» **What to produce**: Repeat the material below. Keep every line exactly as written.

-------- Material to process --------

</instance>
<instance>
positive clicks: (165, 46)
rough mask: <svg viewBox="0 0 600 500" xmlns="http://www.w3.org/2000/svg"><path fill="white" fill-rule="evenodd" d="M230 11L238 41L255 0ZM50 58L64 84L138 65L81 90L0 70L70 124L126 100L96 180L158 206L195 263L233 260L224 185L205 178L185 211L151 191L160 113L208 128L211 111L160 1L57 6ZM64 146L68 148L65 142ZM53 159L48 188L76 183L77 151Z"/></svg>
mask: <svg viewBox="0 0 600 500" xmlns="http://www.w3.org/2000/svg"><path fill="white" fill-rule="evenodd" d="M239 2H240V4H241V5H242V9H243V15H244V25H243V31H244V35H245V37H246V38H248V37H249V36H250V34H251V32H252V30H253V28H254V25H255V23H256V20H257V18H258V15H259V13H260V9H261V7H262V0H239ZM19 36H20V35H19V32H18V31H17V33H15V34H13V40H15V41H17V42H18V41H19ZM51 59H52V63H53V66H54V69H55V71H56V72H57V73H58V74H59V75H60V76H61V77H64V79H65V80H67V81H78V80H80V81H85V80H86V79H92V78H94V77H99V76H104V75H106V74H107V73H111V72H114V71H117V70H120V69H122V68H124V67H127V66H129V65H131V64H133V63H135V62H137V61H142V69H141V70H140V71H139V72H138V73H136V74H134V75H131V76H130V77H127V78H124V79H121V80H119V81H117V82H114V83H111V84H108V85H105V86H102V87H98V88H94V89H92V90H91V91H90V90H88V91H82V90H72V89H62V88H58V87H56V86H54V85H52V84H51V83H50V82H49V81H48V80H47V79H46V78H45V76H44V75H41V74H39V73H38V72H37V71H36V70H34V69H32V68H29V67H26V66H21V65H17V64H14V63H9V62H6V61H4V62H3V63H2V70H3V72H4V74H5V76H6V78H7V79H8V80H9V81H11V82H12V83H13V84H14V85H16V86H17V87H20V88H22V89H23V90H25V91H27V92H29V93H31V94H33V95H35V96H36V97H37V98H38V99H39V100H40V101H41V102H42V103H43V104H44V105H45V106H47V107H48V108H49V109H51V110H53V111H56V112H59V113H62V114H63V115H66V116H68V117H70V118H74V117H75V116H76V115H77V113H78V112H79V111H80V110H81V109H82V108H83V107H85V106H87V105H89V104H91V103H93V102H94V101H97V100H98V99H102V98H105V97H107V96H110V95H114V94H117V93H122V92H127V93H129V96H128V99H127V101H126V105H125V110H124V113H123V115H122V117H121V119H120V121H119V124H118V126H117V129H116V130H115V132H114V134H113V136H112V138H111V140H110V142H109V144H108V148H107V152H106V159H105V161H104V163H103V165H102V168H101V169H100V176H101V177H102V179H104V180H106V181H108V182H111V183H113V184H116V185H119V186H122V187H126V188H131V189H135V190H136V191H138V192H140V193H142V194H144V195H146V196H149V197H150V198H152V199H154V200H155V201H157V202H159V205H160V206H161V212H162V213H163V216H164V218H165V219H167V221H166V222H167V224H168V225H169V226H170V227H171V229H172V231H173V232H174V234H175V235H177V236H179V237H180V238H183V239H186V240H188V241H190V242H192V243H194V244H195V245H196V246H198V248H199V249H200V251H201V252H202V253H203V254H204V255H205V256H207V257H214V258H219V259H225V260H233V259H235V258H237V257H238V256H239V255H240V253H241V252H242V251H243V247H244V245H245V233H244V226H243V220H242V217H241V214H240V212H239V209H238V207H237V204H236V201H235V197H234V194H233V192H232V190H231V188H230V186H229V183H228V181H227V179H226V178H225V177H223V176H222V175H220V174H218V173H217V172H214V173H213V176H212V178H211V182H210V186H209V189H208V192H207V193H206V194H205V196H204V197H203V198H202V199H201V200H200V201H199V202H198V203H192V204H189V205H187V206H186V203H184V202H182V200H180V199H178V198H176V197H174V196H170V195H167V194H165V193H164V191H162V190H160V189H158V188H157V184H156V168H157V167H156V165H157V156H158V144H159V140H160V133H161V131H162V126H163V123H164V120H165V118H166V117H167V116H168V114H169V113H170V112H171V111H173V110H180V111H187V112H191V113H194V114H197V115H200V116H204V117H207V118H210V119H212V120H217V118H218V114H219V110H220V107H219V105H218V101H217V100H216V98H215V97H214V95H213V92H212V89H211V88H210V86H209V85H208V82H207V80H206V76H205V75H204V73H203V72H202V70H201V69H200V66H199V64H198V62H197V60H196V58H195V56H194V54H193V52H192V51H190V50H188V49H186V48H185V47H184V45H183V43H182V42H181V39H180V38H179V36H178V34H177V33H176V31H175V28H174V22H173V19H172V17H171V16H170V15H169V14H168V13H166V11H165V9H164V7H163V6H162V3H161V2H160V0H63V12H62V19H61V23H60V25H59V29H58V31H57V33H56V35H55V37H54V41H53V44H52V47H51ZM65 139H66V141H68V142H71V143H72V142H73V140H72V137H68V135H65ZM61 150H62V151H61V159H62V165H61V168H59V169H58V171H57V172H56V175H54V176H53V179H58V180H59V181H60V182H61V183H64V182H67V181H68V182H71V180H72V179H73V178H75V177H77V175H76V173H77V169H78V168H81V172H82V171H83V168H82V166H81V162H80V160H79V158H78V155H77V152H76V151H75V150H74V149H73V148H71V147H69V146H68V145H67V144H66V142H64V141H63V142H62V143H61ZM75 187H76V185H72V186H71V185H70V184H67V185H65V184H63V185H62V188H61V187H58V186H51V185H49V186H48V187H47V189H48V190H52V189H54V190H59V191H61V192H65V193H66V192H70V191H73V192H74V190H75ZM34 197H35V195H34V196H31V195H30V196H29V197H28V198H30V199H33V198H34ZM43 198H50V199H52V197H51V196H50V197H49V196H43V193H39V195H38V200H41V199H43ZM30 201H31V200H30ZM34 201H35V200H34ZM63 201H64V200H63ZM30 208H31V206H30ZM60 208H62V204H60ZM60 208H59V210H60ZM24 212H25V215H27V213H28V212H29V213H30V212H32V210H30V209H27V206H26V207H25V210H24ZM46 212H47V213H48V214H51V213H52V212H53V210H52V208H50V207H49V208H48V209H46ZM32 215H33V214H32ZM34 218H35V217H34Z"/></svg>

--------

» **Output of the task**:
</instance>
<instance>
positive clicks: (165, 46)
rough mask: <svg viewBox="0 0 600 500" xmlns="http://www.w3.org/2000/svg"><path fill="white" fill-rule="evenodd" d="M230 11L238 41L255 0ZM50 58L64 84L138 65L81 90L0 70L70 124L126 100L96 180L158 206L195 263L233 260L224 185L205 178L185 211L151 191L160 113L208 128L211 111L160 1L57 6ZM64 146L68 148L65 142ZM53 159L48 188L76 183L77 151Z"/></svg>
mask: <svg viewBox="0 0 600 500" xmlns="http://www.w3.org/2000/svg"><path fill="white" fill-rule="evenodd" d="M239 2H240V4H241V5H242V9H243V15H244V25H243V31H244V35H245V37H246V38H248V37H249V36H250V34H251V32H252V30H253V28H254V25H255V23H256V20H257V18H258V15H259V13H260V9H261V7H262V0H239ZM19 36H20V35H19V32H18V31H17V33H15V34H13V40H15V41H17V42H18V41H19ZM51 59H52V63H53V66H54V69H55V71H56V72H57V73H58V74H59V75H60V76H61V77H64V79H65V80H67V81H78V80H80V81H85V80H86V79H92V78H94V77H99V76H104V75H106V74H107V73H111V72H114V71H117V70H120V69H122V68H124V67H127V66H129V65H131V64H133V63H135V62H137V61H142V69H141V70H140V71H139V72H138V73H136V74H134V75H131V76H130V77H127V78H124V79H121V80H119V81H117V82H114V83H111V84H108V85H105V86H102V87H98V88H94V89H92V90H91V91H90V90H88V91H82V90H72V89H62V88H58V87H56V86H54V85H52V84H51V83H50V82H49V81H48V80H47V79H46V78H45V76H44V75H41V74H39V73H38V72H37V71H36V70H34V69H32V68H29V67H26V66H21V65H17V64H14V63H9V62H6V61H4V62H3V63H2V70H3V72H4V74H5V76H6V78H7V79H8V80H9V81H11V82H12V83H13V84H14V85H16V86H17V87H20V88H22V89H23V90H25V91H27V92H29V93H31V94H33V95H35V96H36V97H37V98H38V99H39V100H40V101H41V102H42V103H43V104H44V105H45V106H47V107H48V108H49V109H51V110H53V111H56V112H59V113H62V114H63V115H66V116H68V117H70V118H74V117H75V116H76V115H77V113H78V112H79V111H80V110H81V109H82V108H83V107H85V106H87V105H89V104H91V103H93V102H94V101H97V100H98V99H102V98H105V97H107V96H110V95H114V94H117V93H122V92H127V93H129V96H128V99H127V101H126V105H125V110H124V113H123V115H122V117H121V119H120V121H119V124H118V126H117V129H116V130H115V132H114V134H113V136H112V138H111V140H110V142H109V144H108V148H107V152H106V159H105V161H104V163H103V165H102V168H101V169H100V176H101V177H102V179H104V180H106V181H108V182H111V183H113V184H116V185H119V186H122V187H126V188H131V189H135V190H136V191H138V192H140V193H142V194H144V195H146V196H149V197H150V198H152V199H154V200H155V201H157V202H159V205H160V206H161V212H162V213H163V216H164V218H165V219H167V221H166V222H167V224H168V225H169V226H170V227H171V229H172V231H173V232H174V234H175V235H177V236H179V237H180V238H183V239H186V240H188V241H190V242H192V243H194V244H195V245H196V246H198V248H199V249H200V251H201V252H202V253H203V254H204V255H205V256H207V257H214V258H219V259H225V260H233V259H235V258H237V257H238V256H239V255H240V253H241V252H242V251H243V247H244V245H245V233H244V226H243V220H242V217H241V214H240V212H239V209H238V207H237V204H236V201H235V197H234V194H233V192H232V190H231V188H230V186H229V183H228V181H227V179H226V178H225V177H223V176H222V175H220V174H218V173H217V172H214V173H213V176H212V178H211V182H210V186H209V189H208V192H207V193H206V194H205V196H204V197H203V198H202V199H201V200H200V201H199V202H198V203H192V204H189V205H187V206H186V203H184V202H182V200H180V199H178V198H176V197H174V196H170V195H167V194H165V193H164V191H162V190H160V189H158V188H157V184H156V168H157V167H156V165H157V156H158V144H159V140H160V133H161V131H162V126H163V123H164V120H165V118H166V117H167V116H168V114H169V113H170V112H171V111H173V110H180V111H187V112H191V113H194V114H197V115H200V116H204V117H207V118H210V119H212V120H217V118H218V114H219V110H220V107H219V105H218V101H217V100H216V98H215V97H214V95H213V92H212V89H211V88H210V86H209V85H208V82H207V80H206V76H205V75H204V73H203V72H202V70H201V69H200V66H199V64H198V62H197V60H196V58H195V56H194V54H193V52H192V51H190V50H188V49H186V48H185V47H184V45H183V43H182V42H181V39H180V38H179V36H178V34H177V33H176V31H175V28H174V22H173V19H172V17H171V16H170V15H169V14H168V13H166V11H165V9H164V7H163V6H162V3H161V2H160V0H63V12H62V19H61V23H60V25H59V29H58V31H57V33H56V35H55V37H54V41H53V44H52V47H51ZM65 139H66V141H68V142H71V143H72V142H73V140H72V137H68V135H65ZM61 150H62V151H61V159H62V165H61V168H59V169H58V171H57V172H56V175H54V176H53V179H58V180H59V181H60V182H61V183H64V182H67V181H68V182H71V180H72V179H73V178H75V177H77V175H76V173H77V169H78V168H81V172H82V171H83V168H82V166H81V162H80V160H79V158H78V155H77V152H76V151H75V150H74V149H73V148H71V147H69V146H68V145H67V144H66V142H64V141H63V142H62V143H61ZM75 187H76V185H72V186H71V185H70V184H67V185H65V184H63V185H62V188H61V187H58V186H51V185H49V186H48V187H47V189H48V190H52V189H54V190H59V191H61V192H65V193H66V192H70V191H73V192H74V190H75ZM34 197H35V195H34V196H31V195H30V196H29V197H28V198H30V199H33V198H34ZM43 198H50V199H52V197H51V196H50V197H49V196H43V193H39V195H38V200H41V199H43ZM30 201H31V200H30ZM34 201H35V200H34ZM63 201H64V200H63ZM30 208H31V206H30ZM60 208H62V204H60ZM60 208H59V210H60ZM24 212H25V215H27V213H28V212H29V213H30V212H32V210H30V209H27V206H26V207H25V210H24ZM46 212H47V213H48V214H51V213H52V212H53V210H52V208H50V207H49V208H48V209H46ZM32 215H33V214H32ZM34 218H35V217H34Z"/></svg>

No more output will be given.